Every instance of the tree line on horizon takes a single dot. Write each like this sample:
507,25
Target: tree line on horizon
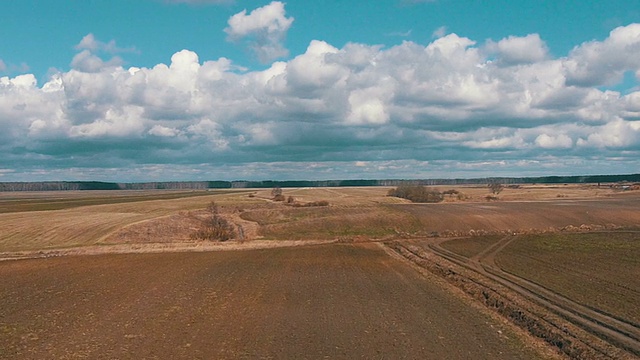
241,184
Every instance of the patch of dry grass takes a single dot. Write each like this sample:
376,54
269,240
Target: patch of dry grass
599,270
89,225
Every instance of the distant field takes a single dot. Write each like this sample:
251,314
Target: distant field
86,220
529,231
600,270
45,201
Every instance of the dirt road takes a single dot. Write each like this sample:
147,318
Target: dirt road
619,332
327,301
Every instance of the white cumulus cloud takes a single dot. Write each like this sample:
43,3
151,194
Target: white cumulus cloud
449,104
264,29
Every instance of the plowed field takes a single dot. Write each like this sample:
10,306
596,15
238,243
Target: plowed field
328,301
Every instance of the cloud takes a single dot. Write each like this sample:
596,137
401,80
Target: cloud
519,50
453,106
88,59
264,29
439,32
12,68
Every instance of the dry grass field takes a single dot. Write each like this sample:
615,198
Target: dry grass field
564,243
338,301
599,270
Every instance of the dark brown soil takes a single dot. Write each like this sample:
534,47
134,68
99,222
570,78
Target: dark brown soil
330,301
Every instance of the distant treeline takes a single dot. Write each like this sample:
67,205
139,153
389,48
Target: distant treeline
203,185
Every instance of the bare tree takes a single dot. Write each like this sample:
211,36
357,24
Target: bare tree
496,187
214,226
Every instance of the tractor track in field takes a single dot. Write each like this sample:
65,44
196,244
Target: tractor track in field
618,332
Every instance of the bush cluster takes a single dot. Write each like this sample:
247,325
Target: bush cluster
214,227
417,193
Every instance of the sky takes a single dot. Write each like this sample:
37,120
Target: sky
179,90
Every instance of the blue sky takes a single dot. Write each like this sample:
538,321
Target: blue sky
195,89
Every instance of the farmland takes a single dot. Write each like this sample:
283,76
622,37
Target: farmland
316,281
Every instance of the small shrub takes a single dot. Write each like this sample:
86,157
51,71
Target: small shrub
495,188
214,226
451,192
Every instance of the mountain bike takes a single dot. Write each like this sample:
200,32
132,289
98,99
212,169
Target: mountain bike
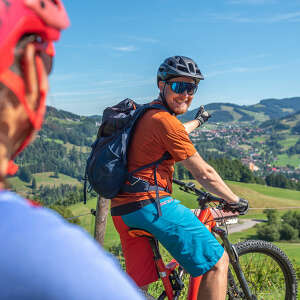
258,269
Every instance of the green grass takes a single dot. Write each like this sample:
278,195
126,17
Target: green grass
289,142
46,178
284,159
259,139
260,196
266,190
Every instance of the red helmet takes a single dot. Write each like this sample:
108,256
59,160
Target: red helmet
45,18
42,18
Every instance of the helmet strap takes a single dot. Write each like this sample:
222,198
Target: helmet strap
16,84
164,101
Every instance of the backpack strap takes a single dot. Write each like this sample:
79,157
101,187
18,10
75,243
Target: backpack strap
138,185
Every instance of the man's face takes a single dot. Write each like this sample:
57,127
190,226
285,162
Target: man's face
178,103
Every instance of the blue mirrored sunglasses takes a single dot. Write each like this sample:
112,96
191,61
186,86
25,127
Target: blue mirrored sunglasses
180,87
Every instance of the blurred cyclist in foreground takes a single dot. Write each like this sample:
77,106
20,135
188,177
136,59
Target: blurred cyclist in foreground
42,256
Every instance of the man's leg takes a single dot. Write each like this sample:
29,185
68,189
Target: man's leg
213,285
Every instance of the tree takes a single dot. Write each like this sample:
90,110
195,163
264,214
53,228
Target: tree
273,216
101,219
33,183
287,232
65,213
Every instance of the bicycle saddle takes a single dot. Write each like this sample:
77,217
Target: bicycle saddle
136,232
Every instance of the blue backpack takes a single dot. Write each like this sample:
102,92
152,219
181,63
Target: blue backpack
106,168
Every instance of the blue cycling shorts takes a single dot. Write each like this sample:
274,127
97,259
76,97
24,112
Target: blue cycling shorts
180,232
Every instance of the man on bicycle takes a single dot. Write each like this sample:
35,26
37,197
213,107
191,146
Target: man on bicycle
42,256
177,229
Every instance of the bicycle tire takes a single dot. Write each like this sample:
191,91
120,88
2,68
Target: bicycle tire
280,282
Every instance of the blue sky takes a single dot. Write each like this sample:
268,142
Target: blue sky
248,50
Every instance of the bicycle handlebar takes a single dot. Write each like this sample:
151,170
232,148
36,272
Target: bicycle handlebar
203,198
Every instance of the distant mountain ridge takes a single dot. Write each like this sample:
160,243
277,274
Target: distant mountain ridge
265,110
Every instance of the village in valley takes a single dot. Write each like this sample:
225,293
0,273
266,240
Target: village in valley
261,149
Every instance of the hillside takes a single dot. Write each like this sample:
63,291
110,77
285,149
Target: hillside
63,145
265,110
259,197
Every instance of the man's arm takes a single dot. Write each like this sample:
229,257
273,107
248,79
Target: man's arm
191,126
209,178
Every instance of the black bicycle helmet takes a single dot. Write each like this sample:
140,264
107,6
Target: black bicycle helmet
177,66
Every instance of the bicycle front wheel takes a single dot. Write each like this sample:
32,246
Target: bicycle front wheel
268,272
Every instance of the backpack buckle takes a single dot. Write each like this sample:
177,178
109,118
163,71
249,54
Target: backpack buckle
137,179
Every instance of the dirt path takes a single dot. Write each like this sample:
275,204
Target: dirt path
247,223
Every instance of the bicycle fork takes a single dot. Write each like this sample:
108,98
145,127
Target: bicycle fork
234,260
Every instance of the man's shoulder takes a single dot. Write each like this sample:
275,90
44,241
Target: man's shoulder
161,116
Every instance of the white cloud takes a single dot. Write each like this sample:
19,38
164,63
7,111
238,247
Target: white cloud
144,39
238,18
242,70
125,48
251,2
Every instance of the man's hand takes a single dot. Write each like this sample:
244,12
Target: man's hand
202,115
241,207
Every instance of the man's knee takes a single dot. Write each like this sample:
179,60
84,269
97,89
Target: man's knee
222,264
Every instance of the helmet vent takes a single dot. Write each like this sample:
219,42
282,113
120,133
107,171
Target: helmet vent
171,63
191,67
181,61
184,69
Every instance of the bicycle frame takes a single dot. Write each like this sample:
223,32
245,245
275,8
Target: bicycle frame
171,280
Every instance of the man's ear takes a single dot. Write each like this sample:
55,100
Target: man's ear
35,76
161,85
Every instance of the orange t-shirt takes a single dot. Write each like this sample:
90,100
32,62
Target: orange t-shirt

__________________________________________________

**SET PROBLEM:**
Rewrite every one of the lines above, substituting "gets one point" for each occurrence of "takes a single dot" and keeping everything else the same. Leave the pictures out of your answer.

**PROBLEM SOLUTION:**
Every instance of the tree line on horizon gets one point. Write each like this sample:
507,25
Target: tree line on horizon
241,184
Every instance of the patch of dry grass gets one point. Write each like this sample:
376,54
269,240
Target: patch of dry grass
599,270
89,225
Every instance of the distant field gets one point. Write each like this sample:
251,314
Target: distant field
86,220
529,231
600,270
45,201
Every instance of the dirt road gets one point. Write each like this sample:
147,318
Target: dirt road
619,332
327,301
Every instance of the white cumulus cloud gets one point. Write each like this sample:
43,3
151,194
Target: white cumulus cloud
449,104
264,29
Every instance of the plowed field gets one point. Write each like this sample:
10,306
596,15
238,243
Target: plowed field
328,301
Every instance of the cloud gets one point. Write each like this sample:
596,137
401,80
Target: cloud
519,50
453,106
88,59
264,29
439,32
12,68
Every instance of the dry grass field gets one point. Write each like this sample:
615,198
Target: dry grass field
564,243
338,301
599,270
Every instance of the dark brown soil gets one point. Write each like this sample:
534,47
134,68
99,222
570,78
Target: dark brown soil
330,301
Every instance of the distant treeline gets one point. Write each like this sample:
67,205
139,153
389,48
Target: distant treeline
203,185
Every instance of the bare tree gets one point. Write each like this sample:
211,36
357,24
Target: bare tree
496,187
214,226
Every instance of the tractor track in field gets one point. Write each like this sample:
65,44
196,244
Target: tractor track in field
618,332
Every instance of the bush cluster gets one point. Write each like this sample:
247,325
Target: bush cluster
214,227
417,193
Every instance of the sky gets one point. Write each like this sample:
37,120
Target: sky
179,90
Every instance of the blue sky gets one point. Write each like this sample:
538,321
Target: blue sky
195,89
Every instance of the farmland gets one point. Write each like this sample:
283,76
622,37
Target: farmland
316,281
Every instance of the small shrub gets one point. Write each like this sample:
86,157
51,71
Target: small shrub
495,188
214,226
451,192
Every instance of the mountain bike gets one point. Write each like this sample:
200,32
132,289
98,99
212,169
Target: mountain bike
258,269
Every instance of the green grass gets one point. Write each like this sample:
278,195
126,17
Target: green grass
289,142
46,178
284,159
259,139
260,196
266,190
Every instance of the red helmet gets one point. Write each like this sample:
108,256
59,160
Target: red helmet
45,18
42,18
Every instance of the helmet strap gets one point. Write each like this sample:
222,198
Target: helmet strap
16,84
164,101
Every instance of the backpack strap gets one point. Write each like this sample:
79,157
101,187
18,10
75,243
Target: backpack strap
138,185
Every instance of the man's face gets one point. Write each like this sample:
57,127
190,226
285,162
Target: man's face
178,103
Every instance of the blue mirrored sunglasses gets one point. Write each like this sample:
112,96
191,61
186,86
25,127
Target: blue mirrored sunglasses
180,87
Every instance of the blurred cyclist in foreground gets one point. Write each like this sample:
77,106
20,135
188,177
136,59
Target: blurred cyclist in foreground
42,256
Every instance of the man's leg gets one point. Write each like this sample:
29,185
68,189
Target: man's leg
213,285
Every instance of the tree gets one point. Write each like this sample:
90,110
195,163
264,214
53,228
Target: tree
273,216
101,219
33,183
287,232
65,213
Every instance of the bicycle saddle gets one point. Write each like this sample:
77,217
Target: bicycle saddle
136,232
Every instance of the blue backpack gets one point. Write each like this sample:
102,92
152,219
181,63
Target: blue backpack
106,168
Every instance of the blue cycling shorts gets one point. Write each like this sample:
274,127
97,259
76,97
24,112
Target: blue cycling shorts
180,232
Every instance of the man on bicycle gets one point. Write each like this sample:
35,26
37,197
213,107
191,146
Target: man on bicycle
42,256
177,229
Every instance of the bicycle tire gets one point. Write each like this sample:
191,91
120,88
2,68
Target: bicycle tire
280,282
Every instance of the blue sky gets one point. Write each like this sample:
268,142
Target: blue sky
248,50
Every instance of the bicycle handlebar gets one point. Write each like this sample:
151,170
232,148
36,272
Target: bicycle handlebar
203,198
Every instance of the distant mountain ridge gets one point. Write each like this sample:
160,243
277,274
Target: distant mountain ridge
265,110
Every instance of the village in valley gets one point. Write each like this sample:
225,293
0,273
266,240
Target: village in valley
261,149
Every instance of the hillside gets one point. Write each like this sample:
63,291
110,77
285,149
Target: hillside
63,145
265,110
259,197
Every instance of the man's arm gets one point. Write each like this sample:
229,257
273,107
248,79
Target: man's arm
191,126
209,178
Every instance of the black bicycle helmet gets one point. Write each like this sample:
140,264
107,6
Target: black bicycle helmet
177,66
Every instance of the bicycle front wheel gets one point. Write each like this sample:
32,246
Target: bicycle front wheel
268,272
Every instance of the backpack buckle gets one point. Write each like this sample:
177,178
109,118
163,71
249,54
Target: backpack buckle
137,179
Every instance of the dirt path gets one point. Write each like this sample:
275,204
Target: dirt path
247,223
Every instance of the bicycle fork gets one point. Write each like this sample:
108,98
145,127
Target: bicycle fork
234,260
Every instance of the man's shoulder gets one point. Write each like this sample:
275,90
44,241
Target: man's shoulder
161,116
Every instance of the white cloud gets one point. Write each like this sample:
19,38
164,63
7,111
238,247
Target: white cloud
144,39
238,18
242,70
125,48
251,2
Every instance of the man's hand gets one point. Write each like this sample:
244,12
Target: man's hand
202,115
241,207
Every instance of the man's knee gets one point. Write each like this sample:
179,60
84,269
97,89
Target: man's knee
222,264
Every instance of the helmet vent gets one point. Write each like this sample:
219,42
282,113
120,133
107,171
Target: helmet vent
171,63
191,67
181,61
184,69
Every instance of the bicycle frame gets one point. Write each like this sample:
223,32
245,245
275,8
Target: bicycle frame
171,280
Every instance of the man's ear gets one point. Write each like this sample:
55,100
Target: man's ear
35,76
161,85
Every instance of the orange t-shirt gets one point. Write each like this sample:
90,100
32,62
Target: orange t-shirt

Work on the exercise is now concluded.